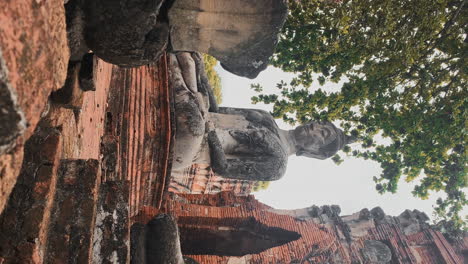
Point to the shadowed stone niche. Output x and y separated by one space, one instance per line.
376 252
250 237
241 34
12 122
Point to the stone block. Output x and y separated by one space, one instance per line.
69 237
25 222
241 34
111 231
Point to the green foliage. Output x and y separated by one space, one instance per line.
402 66
260 185
213 77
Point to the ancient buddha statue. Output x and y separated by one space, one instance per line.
239 143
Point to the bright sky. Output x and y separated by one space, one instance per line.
319 182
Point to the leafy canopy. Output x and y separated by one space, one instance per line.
403 73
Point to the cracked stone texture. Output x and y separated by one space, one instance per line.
35 53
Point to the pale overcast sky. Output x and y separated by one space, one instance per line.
320 182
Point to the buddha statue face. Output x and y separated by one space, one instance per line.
318 139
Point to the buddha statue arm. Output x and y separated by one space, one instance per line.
267 163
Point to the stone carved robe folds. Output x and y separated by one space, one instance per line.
250 145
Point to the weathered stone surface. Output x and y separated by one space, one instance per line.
241 34
125 33
111 231
162 241
70 95
25 221
376 252
34 50
12 122
138 133
137 244
70 236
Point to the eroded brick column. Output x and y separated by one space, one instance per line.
25 221
111 231
70 233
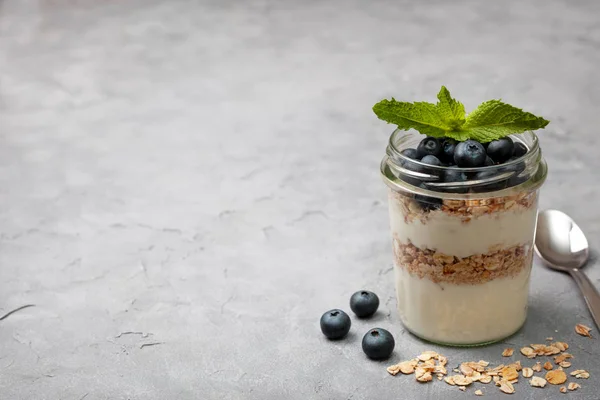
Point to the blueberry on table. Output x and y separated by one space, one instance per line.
335 324
469 154
431 160
501 150
448 147
429 146
378 344
364 303
410 153
520 150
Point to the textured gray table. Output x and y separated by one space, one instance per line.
207 173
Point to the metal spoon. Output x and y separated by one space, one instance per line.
561 244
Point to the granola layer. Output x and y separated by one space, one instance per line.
464 209
475 269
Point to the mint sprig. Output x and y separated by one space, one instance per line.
491 120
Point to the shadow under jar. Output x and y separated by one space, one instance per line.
462 242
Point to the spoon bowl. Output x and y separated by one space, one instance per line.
562 246
559 242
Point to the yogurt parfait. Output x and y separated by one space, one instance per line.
463 194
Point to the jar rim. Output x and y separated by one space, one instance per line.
394 161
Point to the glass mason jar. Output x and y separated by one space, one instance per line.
462 242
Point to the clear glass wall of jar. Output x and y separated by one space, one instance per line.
462 247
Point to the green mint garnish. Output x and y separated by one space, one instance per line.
491 120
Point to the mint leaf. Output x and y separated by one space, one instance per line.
494 119
490 121
452 111
421 116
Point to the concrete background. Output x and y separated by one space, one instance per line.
206 173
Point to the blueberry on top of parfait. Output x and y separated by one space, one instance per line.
429 146
469 154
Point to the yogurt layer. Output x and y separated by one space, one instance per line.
450 234
462 314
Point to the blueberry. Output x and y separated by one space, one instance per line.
452 175
335 324
501 150
364 303
431 160
429 146
469 154
490 187
411 166
378 344
520 150
448 150
410 153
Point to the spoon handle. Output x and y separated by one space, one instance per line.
590 293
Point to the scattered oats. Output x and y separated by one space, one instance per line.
556 377
583 330
495 371
528 352
565 364
537 381
516 365
466 369
440 369
562 357
562 346
580 374
427 355
423 375
507 387
449 380
462 380
509 373
406 367
508 352
551 350
476 376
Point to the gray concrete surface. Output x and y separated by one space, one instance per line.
206 173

——————

What is needed - Copy verbatim every line from the one containing "Point to the blueberry on top" down to the end of the records, including both the first and last lines.

Task result -
Point to the blueberry on top of parfait. Output x and y separated by one space, one instance per line.
429 146
469 154
Point to the yogurt layer. Output x and y separated by one space, one instance per line.
450 234
462 314
Point to the blueberry. Output x and y separated by one space, one instance per line.
452 175
335 324
501 150
364 303
431 160
429 146
469 154
490 187
411 166
378 344
520 150
448 150
410 153
Point to the spoon handle. Output x and y separated by one space, one instance per line.
590 293
Point to the scattered oats. Output x and y separated by one space, one instance per line.
556 377
583 330
495 371
528 352
565 364
537 381
516 365
466 369
440 369
562 357
562 346
580 374
427 355
423 375
507 387
449 380
462 380
509 373
406 367
508 352
551 350
476 376
Point to the gray concrete surface. Output x and y separated by one space, one instance per line.
206 173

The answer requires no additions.